Work order
From the first line to the last, repeat the data exactly and drop the pictures.

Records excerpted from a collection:
——————————
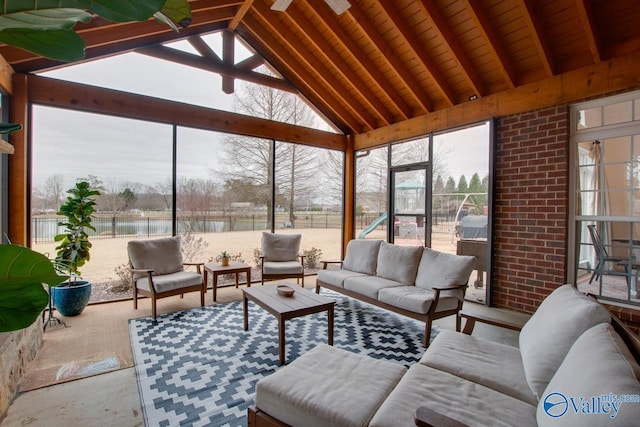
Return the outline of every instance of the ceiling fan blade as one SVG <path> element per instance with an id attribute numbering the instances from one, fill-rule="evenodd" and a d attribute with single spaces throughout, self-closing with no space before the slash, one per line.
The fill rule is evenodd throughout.
<path id="1" fill-rule="evenodd" d="M 351 3 L 347 0 L 324 0 L 336 15 L 342 15 L 351 7 Z"/>
<path id="2" fill-rule="evenodd" d="M 273 3 L 273 6 L 271 6 L 271 10 L 284 12 L 285 10 L 287 10 L 292 1 L 293 0 L 276 0 L 275 3 Z"/>

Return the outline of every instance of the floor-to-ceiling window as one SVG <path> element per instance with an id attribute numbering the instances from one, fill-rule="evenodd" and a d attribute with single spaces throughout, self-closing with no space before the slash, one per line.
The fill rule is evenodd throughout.
<path id="1" fill-rule="evenodd" d="M 486 302 L 492 139 L 483 122 L 357 152 L 356 237 L 476 256 L 467 295 Z"/>
<path id="2" fill-rule="evenodd" d="M 640 92 L 571 107 L 570 279 L 640 303 Z"/>

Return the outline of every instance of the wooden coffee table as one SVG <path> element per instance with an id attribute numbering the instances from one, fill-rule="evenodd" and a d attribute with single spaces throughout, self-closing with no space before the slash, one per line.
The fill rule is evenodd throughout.
<path id="1" fill-rule="evenodd" d="M 247 275 L 247 287 L 251 286 L 251 266 L 241 261 L 229 261 L 229 265 L 223 266 L 219 262 L 208 262 L 204 265 L 204 284 L 207 286 L 209 273 L 213 274 L 213 301 L 215 302 L 218 292 L 218 276 L 221 274 L 235 274 L 236 288 L 238 287 L 238 274 Z"/>
<path id="2" fill-rule="evenodd" d="M 283 283 L 279 283 L 282 285 Z M 249 330 L 249 307 L 251 300 L 278 319 L 278 356 L 280 364 L 285 361 L 285 320 L 307 314 L 327 312 L 327 343 L 333 345 L 333 309 L 336 302 L 330 298 L 300 286 L 287 283 L 296 292 L 291 297 L 279 295 L 278 285 L 264 285 L 255 288 L 242 289 L 242 309 L 244 311 L 244 330 Z"/>

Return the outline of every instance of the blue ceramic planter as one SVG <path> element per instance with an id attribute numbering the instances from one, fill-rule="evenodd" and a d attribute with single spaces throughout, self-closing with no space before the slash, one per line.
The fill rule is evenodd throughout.
<path id="1" fill-rule="evenodd" d="M 51 288 L 51 299 L 56 310 L 63 316 L 77 316 L 89 304 L 91 282 L 77 280 L 73 286 L 66 282 Z"/>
——————————
Answer space
Return the outline of every instance of the ceiling fan blade as one SVG <path> element per instance with an id attribute numbering the instances from one, fill-rule="evenodd" and a d attribute with single spaces throughout, self-closing with no space before the slash, one per line.
The fill rule is evenodd throughout.
<path id="1" fill-rule="evenodd" d="M 351 3 L 347 0 L 324 0 L 336 15 L 342 15 L 351 7 Z"/>
<path id="2" fill-rule="evenodd" d="M 273 3 L 273 6 L 271 6 L 271 10 L 284 12 L 285 10 L 287 10 L 292 1 L 293 0 L 276 0 L 275 3 Z"/>

Return the outline of every instance of the floor-to-ceiling window as one SVG <path> element per instance with an id attribute numbering the instances from one, fill-rule="evenodd" and a d attribute with single spaces throughout, self-closing with no space before the slash, one per line.
The fill rule is evenodd throughout.
<path id="1" fill-rule="evenodd" d="M 486 302 L 492 139 L 483 122 L 357 152 L 356 237 L 476 256 L 467 295 Z"/>
<path id="2" fill-rule="evenodd" d="M 640 92 L 571 107 L 570 279 L 640 303 Z"/>

Return the outline of every instance of the wooden coffee table as one SVG <path> element per instance with an id attribute numbering the instances from one, fill-rule="evenodd" and a d attribute with single spaces throughout, self-closing with no space before the slash, one per line.
The fill rule is evenodd throughout.
<path id="1" fill-rule="evenodd" d="M 247 275 L 247 287 L 251 286 L 251 266 L 241 261 L 229 261 L 229 265 L 223 266 L 219 262 L 208 262 L 204 265 L 204 284 L 207 286 L 209 273 L 213 274 L 213 301 L 215 302 L 218 292 L 218 276 L 221 274 L 235 274 L 236 288 L 238 287 L 238 274 Z"/>
<path id="2" fill-rule="evenodd" d="M 283 283 L 279 283 L 282 285 Z M 249 330 L 249 307 L 251 300 L 278 319 L 278 356 L 280 364 L 285 361 L 285 320 L 307 314 L 327 312 L 327 343 L 333 345 L 333 309 L 336 302 L 330 298 L 300 286 L 287 283 L 296 292 L 291 297 L 279 295 L 278 285 L 264 285 L 255 288 L 242 289 L 242 309 L 244 311 L 244 330 Z"/>

Return the outline of every instance of the blue ceramic planter as one SVG <path> element per instance with an id attribute numbering the instances from one, fill-rule="evenodd" and a d attribute with single spaces throughout, self-closing with no space before the slash, one per line.
The fill rule is evenodd throughout.
<path id="1" fill-rule="evenodd" d="M 51 288 L 51 299 L 56 310 L 63 316 L 77 316 L 89 304 L 91 282 L 77 280 L 73 286 L 66 282 Z"/>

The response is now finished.